(Stored dataset items)
◆ ◆ ◆ ◆ ◆ ◆ ◆

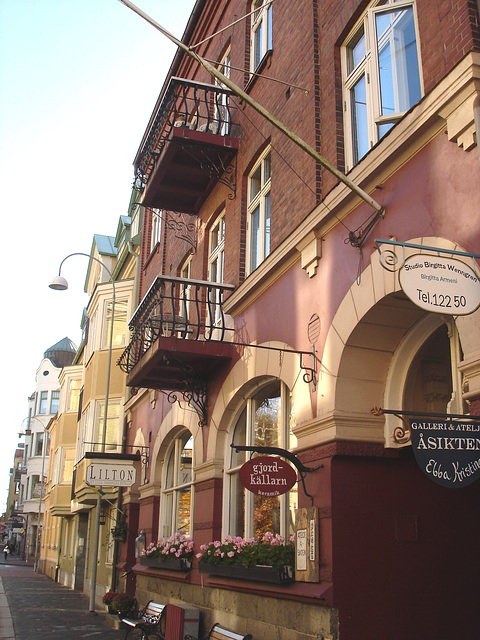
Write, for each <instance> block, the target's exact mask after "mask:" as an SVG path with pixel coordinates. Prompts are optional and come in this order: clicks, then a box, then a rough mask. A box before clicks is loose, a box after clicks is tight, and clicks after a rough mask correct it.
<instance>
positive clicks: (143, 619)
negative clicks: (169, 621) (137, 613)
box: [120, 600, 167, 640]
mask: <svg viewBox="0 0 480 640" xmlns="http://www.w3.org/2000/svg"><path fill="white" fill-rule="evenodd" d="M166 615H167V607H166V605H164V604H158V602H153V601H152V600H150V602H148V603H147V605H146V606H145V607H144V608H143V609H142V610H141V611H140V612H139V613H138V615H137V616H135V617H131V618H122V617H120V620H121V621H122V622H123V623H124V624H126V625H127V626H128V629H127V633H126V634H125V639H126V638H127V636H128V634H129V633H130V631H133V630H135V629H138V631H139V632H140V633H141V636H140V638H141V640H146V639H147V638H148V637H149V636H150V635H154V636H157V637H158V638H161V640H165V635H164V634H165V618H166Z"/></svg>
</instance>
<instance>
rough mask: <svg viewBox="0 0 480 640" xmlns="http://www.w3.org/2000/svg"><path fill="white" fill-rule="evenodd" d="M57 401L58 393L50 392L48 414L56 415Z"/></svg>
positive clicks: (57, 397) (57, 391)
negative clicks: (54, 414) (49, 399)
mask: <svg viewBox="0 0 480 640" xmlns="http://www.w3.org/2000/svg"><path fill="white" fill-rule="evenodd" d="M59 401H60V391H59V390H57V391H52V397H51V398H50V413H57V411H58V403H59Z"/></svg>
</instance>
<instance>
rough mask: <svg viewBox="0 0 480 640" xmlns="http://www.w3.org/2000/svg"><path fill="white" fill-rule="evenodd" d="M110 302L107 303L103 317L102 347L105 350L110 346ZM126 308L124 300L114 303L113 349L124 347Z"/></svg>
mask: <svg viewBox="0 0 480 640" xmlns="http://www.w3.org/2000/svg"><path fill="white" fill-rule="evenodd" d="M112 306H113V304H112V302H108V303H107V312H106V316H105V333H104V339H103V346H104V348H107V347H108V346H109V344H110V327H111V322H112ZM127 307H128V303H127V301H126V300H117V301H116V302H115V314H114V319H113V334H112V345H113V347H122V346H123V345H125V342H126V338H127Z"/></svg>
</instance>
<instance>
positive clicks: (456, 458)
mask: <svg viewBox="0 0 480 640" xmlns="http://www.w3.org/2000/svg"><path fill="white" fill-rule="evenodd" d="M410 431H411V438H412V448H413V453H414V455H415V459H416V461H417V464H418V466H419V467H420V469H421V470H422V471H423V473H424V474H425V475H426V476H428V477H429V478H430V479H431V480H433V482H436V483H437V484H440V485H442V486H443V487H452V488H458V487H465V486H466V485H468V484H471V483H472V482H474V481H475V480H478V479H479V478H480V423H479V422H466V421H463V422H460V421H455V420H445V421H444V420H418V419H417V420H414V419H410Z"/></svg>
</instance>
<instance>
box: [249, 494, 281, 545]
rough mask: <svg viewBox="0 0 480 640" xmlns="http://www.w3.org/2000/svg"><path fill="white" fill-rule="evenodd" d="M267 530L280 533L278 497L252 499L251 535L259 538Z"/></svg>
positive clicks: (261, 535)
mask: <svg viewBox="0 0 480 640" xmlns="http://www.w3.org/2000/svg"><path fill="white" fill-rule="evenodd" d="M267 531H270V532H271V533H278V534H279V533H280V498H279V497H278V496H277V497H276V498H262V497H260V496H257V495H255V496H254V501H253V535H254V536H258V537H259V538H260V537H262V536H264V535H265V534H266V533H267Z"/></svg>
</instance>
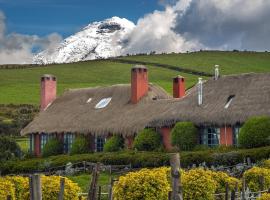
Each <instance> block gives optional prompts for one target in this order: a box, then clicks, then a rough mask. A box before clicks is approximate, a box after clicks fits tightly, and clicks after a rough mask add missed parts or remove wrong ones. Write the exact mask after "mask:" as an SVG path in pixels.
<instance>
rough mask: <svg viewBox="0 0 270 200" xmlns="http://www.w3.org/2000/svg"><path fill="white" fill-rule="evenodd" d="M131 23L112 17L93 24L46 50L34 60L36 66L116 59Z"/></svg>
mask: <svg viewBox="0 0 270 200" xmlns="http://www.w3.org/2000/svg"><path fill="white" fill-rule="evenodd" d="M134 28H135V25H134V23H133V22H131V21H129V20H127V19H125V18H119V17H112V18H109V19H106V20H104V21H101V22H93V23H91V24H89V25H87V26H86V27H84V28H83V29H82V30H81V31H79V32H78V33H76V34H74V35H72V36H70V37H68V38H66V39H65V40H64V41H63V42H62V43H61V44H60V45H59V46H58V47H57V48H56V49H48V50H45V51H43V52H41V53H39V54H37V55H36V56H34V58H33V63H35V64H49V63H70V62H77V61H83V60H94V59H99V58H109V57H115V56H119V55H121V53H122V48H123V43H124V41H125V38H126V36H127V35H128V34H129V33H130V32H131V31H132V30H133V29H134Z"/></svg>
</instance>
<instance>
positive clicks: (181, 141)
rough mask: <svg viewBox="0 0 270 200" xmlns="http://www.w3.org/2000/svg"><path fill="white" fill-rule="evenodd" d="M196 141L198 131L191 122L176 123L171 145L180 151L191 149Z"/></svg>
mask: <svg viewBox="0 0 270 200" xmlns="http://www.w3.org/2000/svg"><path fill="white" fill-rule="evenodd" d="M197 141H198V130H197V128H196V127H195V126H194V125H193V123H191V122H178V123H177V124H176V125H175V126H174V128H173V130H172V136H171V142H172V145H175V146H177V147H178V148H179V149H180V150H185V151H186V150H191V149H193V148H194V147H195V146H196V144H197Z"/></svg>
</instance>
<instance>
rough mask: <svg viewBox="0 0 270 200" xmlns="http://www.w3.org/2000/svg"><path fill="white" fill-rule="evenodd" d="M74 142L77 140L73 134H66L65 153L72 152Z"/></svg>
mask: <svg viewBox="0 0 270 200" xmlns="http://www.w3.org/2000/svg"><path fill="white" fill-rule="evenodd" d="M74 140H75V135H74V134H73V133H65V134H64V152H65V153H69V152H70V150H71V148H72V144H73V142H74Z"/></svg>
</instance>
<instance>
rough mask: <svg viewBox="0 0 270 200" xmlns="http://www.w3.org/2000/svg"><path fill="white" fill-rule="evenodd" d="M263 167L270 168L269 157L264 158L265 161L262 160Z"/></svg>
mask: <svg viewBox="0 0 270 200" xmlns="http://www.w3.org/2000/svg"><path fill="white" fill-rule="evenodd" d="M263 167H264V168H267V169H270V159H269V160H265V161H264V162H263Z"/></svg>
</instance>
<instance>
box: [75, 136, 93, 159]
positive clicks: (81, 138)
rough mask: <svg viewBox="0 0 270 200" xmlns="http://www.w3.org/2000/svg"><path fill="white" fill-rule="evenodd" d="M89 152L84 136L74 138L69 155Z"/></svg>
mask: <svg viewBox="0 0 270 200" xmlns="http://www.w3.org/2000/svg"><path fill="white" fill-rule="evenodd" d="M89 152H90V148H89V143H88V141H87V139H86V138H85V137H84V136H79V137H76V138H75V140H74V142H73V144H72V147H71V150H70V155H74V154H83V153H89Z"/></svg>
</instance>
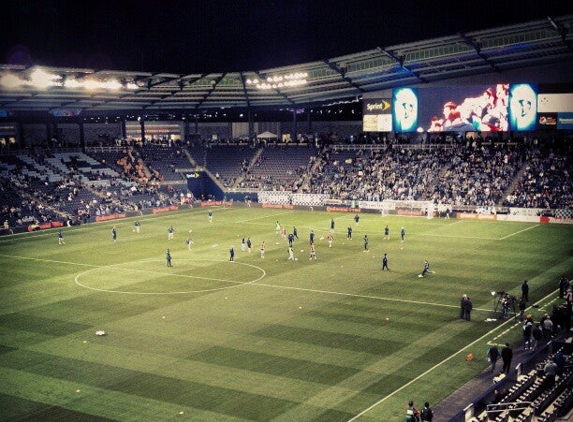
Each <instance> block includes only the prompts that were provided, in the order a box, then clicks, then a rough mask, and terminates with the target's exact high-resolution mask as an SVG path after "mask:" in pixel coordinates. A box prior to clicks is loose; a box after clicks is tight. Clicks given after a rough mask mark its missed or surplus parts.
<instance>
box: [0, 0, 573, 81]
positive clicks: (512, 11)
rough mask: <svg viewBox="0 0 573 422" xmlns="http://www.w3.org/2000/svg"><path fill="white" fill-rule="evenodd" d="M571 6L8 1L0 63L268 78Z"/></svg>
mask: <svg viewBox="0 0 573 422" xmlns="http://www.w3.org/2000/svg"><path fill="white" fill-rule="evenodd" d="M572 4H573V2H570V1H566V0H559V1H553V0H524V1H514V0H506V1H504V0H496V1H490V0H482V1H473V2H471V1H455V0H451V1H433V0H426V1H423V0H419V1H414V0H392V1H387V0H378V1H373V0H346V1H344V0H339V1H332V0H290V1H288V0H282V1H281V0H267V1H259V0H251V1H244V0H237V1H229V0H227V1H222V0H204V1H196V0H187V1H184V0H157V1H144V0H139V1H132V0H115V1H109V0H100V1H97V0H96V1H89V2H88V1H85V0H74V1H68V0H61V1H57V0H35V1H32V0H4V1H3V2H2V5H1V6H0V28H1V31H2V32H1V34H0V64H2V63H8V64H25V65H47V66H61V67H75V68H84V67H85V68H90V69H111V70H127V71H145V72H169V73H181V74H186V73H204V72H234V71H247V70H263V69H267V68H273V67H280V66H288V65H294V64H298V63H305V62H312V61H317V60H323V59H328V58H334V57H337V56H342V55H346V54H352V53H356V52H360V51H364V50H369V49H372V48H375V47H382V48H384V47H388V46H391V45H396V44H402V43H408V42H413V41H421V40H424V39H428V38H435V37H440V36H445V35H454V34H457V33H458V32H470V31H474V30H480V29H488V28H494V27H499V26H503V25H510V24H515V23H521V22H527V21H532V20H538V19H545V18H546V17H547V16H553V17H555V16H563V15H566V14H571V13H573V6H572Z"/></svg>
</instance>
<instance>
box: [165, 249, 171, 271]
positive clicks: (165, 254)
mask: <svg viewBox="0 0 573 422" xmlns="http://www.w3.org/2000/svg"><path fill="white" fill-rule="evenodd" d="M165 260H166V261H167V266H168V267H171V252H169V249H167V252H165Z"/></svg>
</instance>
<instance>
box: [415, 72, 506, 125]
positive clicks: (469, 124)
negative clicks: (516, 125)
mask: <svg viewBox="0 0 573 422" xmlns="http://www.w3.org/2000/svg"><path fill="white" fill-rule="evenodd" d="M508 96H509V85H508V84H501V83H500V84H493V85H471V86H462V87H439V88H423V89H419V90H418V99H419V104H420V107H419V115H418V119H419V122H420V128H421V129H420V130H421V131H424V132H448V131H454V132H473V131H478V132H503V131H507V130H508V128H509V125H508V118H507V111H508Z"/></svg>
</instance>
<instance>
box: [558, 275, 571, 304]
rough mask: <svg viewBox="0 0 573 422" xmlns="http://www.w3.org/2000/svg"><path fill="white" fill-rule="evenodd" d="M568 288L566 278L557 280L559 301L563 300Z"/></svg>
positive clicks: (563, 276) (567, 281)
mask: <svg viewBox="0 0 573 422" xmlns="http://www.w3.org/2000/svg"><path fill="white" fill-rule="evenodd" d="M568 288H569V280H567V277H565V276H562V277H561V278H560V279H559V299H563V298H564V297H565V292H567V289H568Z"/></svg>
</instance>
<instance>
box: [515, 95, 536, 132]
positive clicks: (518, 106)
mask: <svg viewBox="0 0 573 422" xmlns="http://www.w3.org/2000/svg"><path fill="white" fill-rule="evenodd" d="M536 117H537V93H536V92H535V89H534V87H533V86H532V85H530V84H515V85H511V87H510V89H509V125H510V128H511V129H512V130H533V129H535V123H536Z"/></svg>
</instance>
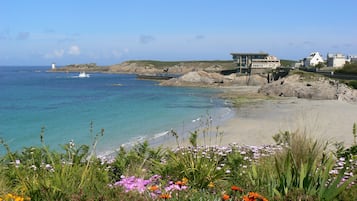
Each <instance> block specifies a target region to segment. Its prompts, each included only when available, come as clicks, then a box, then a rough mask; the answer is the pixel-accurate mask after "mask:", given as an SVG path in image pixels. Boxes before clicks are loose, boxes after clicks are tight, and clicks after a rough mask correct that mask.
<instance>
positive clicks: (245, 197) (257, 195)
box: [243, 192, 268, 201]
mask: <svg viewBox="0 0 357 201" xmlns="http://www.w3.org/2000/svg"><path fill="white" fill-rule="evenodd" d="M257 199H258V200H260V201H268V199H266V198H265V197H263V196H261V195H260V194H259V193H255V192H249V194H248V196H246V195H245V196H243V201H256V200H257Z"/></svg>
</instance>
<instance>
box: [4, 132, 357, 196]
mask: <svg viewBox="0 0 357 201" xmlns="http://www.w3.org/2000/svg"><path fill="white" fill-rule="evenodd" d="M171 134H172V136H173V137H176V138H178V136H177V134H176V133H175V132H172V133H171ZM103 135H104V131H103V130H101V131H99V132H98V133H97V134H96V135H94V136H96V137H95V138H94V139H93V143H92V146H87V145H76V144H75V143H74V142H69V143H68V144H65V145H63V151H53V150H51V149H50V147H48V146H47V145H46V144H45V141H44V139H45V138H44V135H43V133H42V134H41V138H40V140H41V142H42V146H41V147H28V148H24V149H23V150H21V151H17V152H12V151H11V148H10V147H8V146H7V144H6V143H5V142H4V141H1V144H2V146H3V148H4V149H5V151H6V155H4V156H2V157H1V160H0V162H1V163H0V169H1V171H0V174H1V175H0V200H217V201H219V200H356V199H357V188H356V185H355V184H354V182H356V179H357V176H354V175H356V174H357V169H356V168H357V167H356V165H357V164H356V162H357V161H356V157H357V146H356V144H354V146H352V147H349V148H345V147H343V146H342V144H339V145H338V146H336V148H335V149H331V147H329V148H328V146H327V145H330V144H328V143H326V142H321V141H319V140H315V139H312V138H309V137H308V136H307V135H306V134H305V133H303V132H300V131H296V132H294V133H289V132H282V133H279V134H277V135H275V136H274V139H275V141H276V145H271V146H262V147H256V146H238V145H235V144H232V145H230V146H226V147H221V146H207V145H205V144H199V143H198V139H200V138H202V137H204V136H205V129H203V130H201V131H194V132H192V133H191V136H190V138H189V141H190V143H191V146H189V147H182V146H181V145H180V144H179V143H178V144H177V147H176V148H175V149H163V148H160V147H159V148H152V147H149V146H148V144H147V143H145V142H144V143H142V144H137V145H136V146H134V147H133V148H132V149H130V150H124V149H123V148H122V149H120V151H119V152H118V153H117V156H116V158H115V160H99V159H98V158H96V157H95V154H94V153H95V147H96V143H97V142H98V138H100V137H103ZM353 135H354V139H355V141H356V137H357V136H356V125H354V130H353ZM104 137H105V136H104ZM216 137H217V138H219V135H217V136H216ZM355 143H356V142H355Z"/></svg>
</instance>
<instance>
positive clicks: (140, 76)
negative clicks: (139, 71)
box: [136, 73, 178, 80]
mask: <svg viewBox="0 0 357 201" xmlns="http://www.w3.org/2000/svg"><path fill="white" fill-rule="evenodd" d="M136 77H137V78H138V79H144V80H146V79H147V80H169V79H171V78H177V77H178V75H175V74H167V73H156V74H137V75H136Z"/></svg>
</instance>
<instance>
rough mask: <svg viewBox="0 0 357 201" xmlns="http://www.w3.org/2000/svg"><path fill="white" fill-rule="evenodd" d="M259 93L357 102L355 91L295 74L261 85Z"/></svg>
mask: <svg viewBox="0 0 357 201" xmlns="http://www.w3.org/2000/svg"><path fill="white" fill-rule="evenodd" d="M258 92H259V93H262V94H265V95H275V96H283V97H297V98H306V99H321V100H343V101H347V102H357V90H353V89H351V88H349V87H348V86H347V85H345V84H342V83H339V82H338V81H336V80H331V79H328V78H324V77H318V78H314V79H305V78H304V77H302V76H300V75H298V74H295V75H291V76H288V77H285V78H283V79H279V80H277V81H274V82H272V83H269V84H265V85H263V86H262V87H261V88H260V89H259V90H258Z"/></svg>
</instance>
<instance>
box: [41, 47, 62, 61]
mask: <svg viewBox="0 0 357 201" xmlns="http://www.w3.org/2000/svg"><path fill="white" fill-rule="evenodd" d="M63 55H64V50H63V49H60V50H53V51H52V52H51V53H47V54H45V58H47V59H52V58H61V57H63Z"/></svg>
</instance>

◆ ◆ ◆ ◆ ◆ ◆ ◆

For each line above that includes "this", make a copy.

Write, for each <instance> block, the target's exact mask after "mask:" as an SVG path with pixel coordinates. Prompts are optional and come in this order: clicks, then a box, then a rough mask. A box before clicks is loose, a box after clicks is tight, and clicks after a rough mask correct it.
Each <instance> block gives optional prompts for one target in this order: a box, then clicks, then a rough mask. A box before clicks is approximate, a box after clicks fits tightly, and clicks after a rough mask add missed parts or remove wrong ones. Write the exact mask after "mask:" as an SVG path in pixels.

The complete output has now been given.